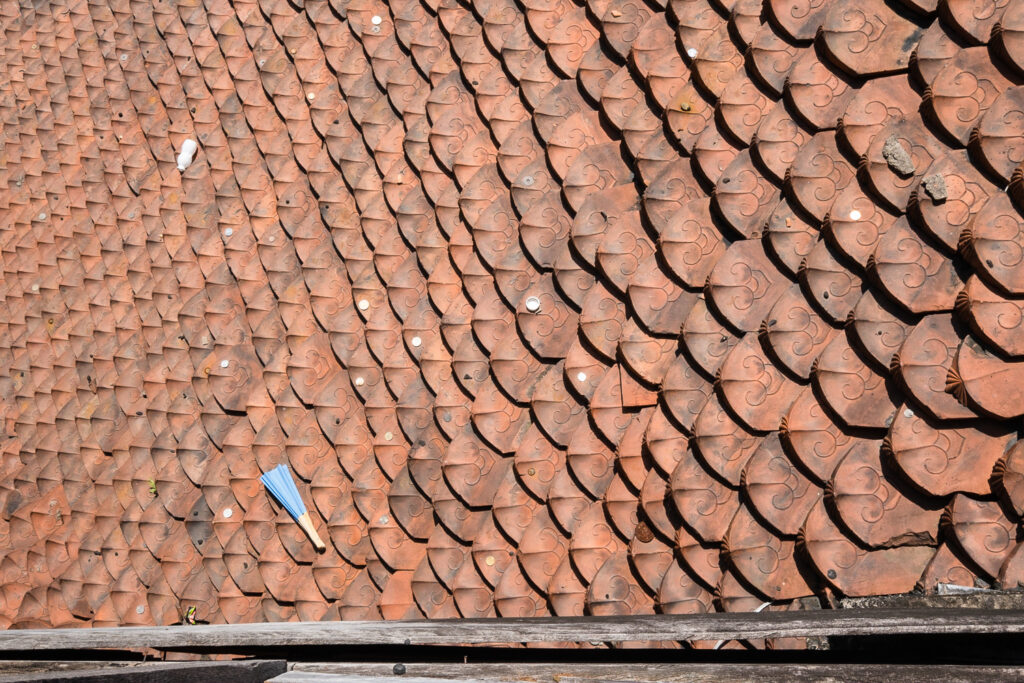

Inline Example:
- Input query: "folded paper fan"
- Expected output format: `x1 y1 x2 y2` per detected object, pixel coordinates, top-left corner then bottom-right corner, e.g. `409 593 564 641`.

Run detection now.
259 465 327 551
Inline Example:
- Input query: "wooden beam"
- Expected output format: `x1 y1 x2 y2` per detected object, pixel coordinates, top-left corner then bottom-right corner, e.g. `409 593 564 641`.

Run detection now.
0 659 288 683
267 664 1024 683
0 608 1024 652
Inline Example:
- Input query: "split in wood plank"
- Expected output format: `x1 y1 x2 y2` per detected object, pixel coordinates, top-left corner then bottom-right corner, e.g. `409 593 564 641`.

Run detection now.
0 659 287 683
268 664 1024 683
6 608 1024 652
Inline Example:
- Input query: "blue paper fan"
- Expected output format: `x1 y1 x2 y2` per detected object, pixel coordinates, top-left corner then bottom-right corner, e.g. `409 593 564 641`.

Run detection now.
259 465 306 519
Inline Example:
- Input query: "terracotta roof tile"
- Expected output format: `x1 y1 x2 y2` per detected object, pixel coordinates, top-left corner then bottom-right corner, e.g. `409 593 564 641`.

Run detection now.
6 0 1024 634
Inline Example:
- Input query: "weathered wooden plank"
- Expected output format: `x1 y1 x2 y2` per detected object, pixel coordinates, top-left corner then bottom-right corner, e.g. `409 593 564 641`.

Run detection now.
0 608 1024 651
0 659 287 683
268 664 1024 683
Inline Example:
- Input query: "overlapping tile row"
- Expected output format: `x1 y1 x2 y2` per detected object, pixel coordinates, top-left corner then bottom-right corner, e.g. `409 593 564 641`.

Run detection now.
0 0 1024 647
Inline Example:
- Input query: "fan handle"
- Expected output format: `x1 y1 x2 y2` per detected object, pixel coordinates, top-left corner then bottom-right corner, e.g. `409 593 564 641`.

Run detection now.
295 512 327 553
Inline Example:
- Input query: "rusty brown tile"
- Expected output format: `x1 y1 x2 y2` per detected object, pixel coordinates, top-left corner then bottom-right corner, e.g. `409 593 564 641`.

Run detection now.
801 502 935 596
883 408 1010 496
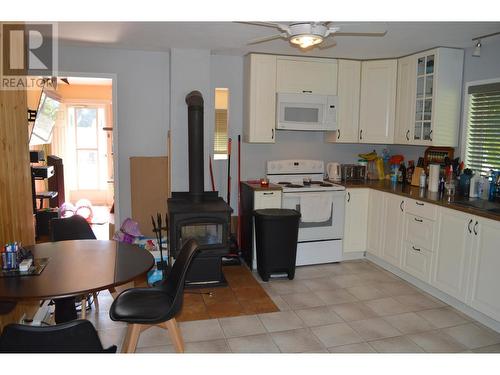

# Work instructions
Copy out, in order, each line of the listing above in which the string "query" appears.

# Response to this exercise
- Input query: "folded paper fan"
- Input query: "wooden beam"
- Input query: "split in wood plank"
- Input query: "blue paper fan"
- Input query: "terracotta roof tile"
- Input query: "weathered wooden plank"
- Input query: "overlapping tile row"
- Input query: "fan handle"
- Input query: "rusty brown tile"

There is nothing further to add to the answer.